===== RECORDS SHOWN =====

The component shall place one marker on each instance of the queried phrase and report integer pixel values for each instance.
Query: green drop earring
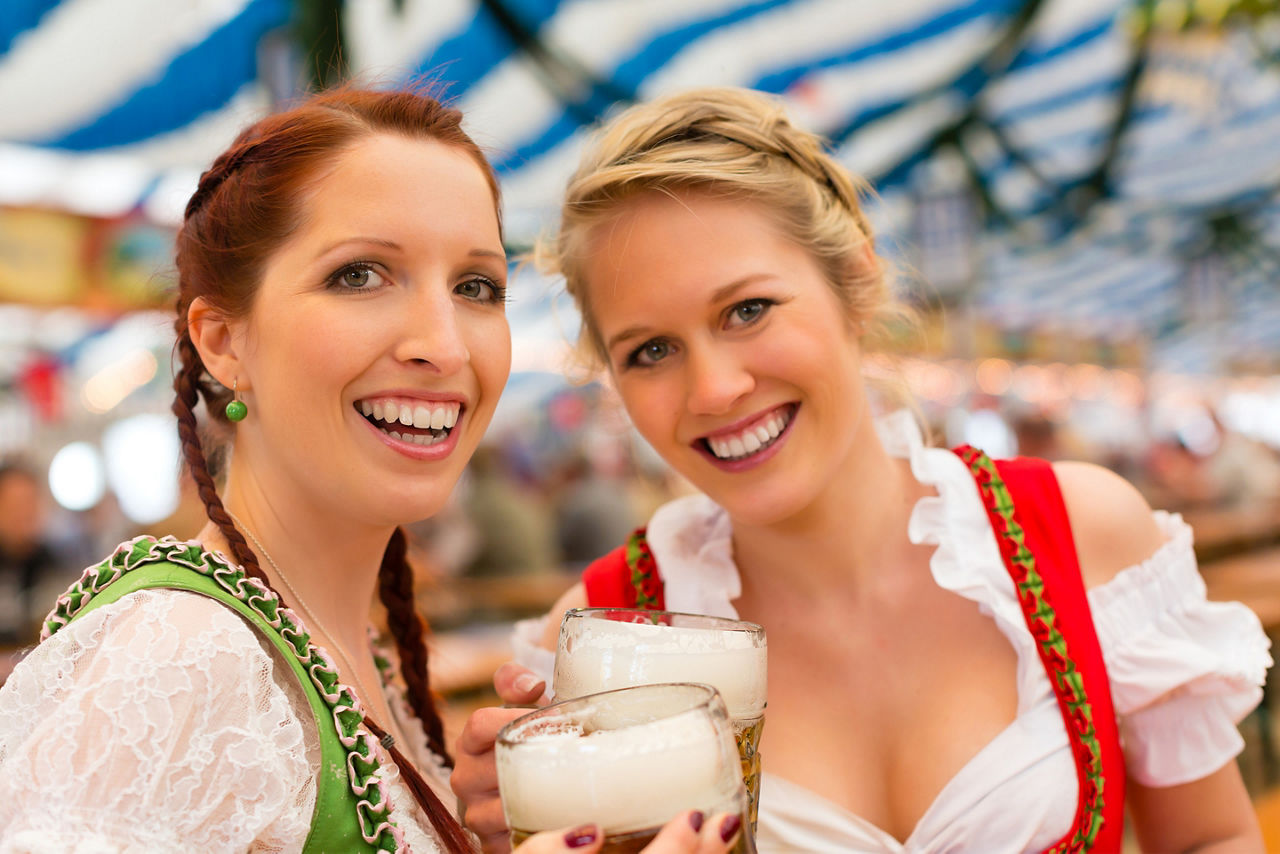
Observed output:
(236, 409)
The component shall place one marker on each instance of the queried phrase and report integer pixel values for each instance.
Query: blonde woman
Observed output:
(963, 654)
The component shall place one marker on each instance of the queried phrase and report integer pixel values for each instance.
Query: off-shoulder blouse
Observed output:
(164, 722)
(1183, 670)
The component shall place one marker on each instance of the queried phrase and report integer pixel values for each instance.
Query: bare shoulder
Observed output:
(1110, 520)
(574, 598)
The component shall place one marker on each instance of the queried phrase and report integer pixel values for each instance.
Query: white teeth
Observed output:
(423, 416)
(750, 439)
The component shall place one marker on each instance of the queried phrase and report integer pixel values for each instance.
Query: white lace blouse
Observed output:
(1183, 671)
(164, 722)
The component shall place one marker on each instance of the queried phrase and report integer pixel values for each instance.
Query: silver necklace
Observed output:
(346, 660)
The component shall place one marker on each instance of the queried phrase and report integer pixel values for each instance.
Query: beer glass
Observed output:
(607, 648)
(627, 759)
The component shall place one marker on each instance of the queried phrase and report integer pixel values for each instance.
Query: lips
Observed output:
(417, 421)
(752, 438)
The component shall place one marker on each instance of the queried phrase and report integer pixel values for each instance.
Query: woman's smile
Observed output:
(752, 441)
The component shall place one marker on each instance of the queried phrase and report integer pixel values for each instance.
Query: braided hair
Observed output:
(243, 209)
(731, 142)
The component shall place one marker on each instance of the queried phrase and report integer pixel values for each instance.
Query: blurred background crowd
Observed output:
(1080, 197)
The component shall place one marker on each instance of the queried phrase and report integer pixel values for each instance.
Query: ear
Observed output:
(216, 342)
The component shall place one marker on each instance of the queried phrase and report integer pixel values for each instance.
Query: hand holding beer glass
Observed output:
(627, 761)
(602, 649)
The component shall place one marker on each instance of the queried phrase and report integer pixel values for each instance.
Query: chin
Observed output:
(759, 510)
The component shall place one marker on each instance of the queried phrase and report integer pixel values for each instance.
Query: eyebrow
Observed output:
(720, 295)
(393, 245)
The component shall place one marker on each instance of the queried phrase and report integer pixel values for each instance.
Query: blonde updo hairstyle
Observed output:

=====

What is needed is an exact reproduction of the data, pictures excluded.

- [REPLY]:
The component shall place one marker on each instance of the queried phrase and report integer pixel values for each instance.
Query: green drop earring
Observed output:
(236, 409)
The component shall place one marker on each instance of the queried phrase and report integer pixel values for each instance.
Query: blonde woman
Observed output:
(963, 654)
The component shall place one marker on each instance of the queried phrase and report integer pixel values for each instance.
Query: off-shoulder blouse
Observed output:
(164, 722)
(1183, 670)
The component shall place one marker on each instance of the queried phrase and report integer pixel values for each instance.
Query: bare shoulder
Observed output:
(1110, 520)
(574, 598)
The component shall place one marker on each instance of the queried phrase and report integer pixel values for each instance.
Query: white teeth
Observed output:
(423, 416)
(750, 439)
The component shall place one marker on each instance of the queried phrase and report integer pixel values for each instance.
Query: white lace blouse
Observed output:
(1183, 671)
(164, 722)
The component shall place one marker on each instance of the queried phrase and report integer pixel values for each instance.
Query: silver necklace
Observed output:
(346, 660)
The component shall place one marker on each instance of the queried phrase and report integer pixel values for each instance.
Query: beer glass
Observed output:
(607, 648)
(627, 759)
The component shall place one marker on each instance of the queried phrase and report integer pixel values for each instance.
Query: lips
Observed output:
(417, 421)
(752, 438)
The component shall place one marker on each instance of the queried phrase and report integer pixel values for each instance.
Query: woman's smile
Observed output:
(752, 441)
The component shall place one marker on each instance of the queried phrase and report integer pixel values for each instance.
Query: braided hair
Observed output:
(243, 209)
(731, 142)
The component shall place one marker on each instance of the queried phrase and report integer pixel values for each instance.
Query: blurred background crowd
Observed output:
(1080, 197)
The component shall place one marker on each instance of the queried phrase and report integer pixel values for each instance.
Query: ear
Observed output:
(216, 342)
The component shall place one marker on each instance of the queried phrase and report integer pixel values for each instance.
Query: hand holding beer glass
Observed output:
(627, 761)
(602, 649)
The component shall place one marker on each instance of the queried phrase and report integer pixel values for each instance.
Query: chin
Observed output:
(759, 510)
The component shall place one marker on each instance of the queried phrase and report integer pixel values for each instance.
Query: eyebrow
Observed output:
(720, 295)
(393, 245)
The component shall place one marker on each instance of the queried phrase and report integer pixel values for each instance.
Query: blonde updo hairstyle
Observed output:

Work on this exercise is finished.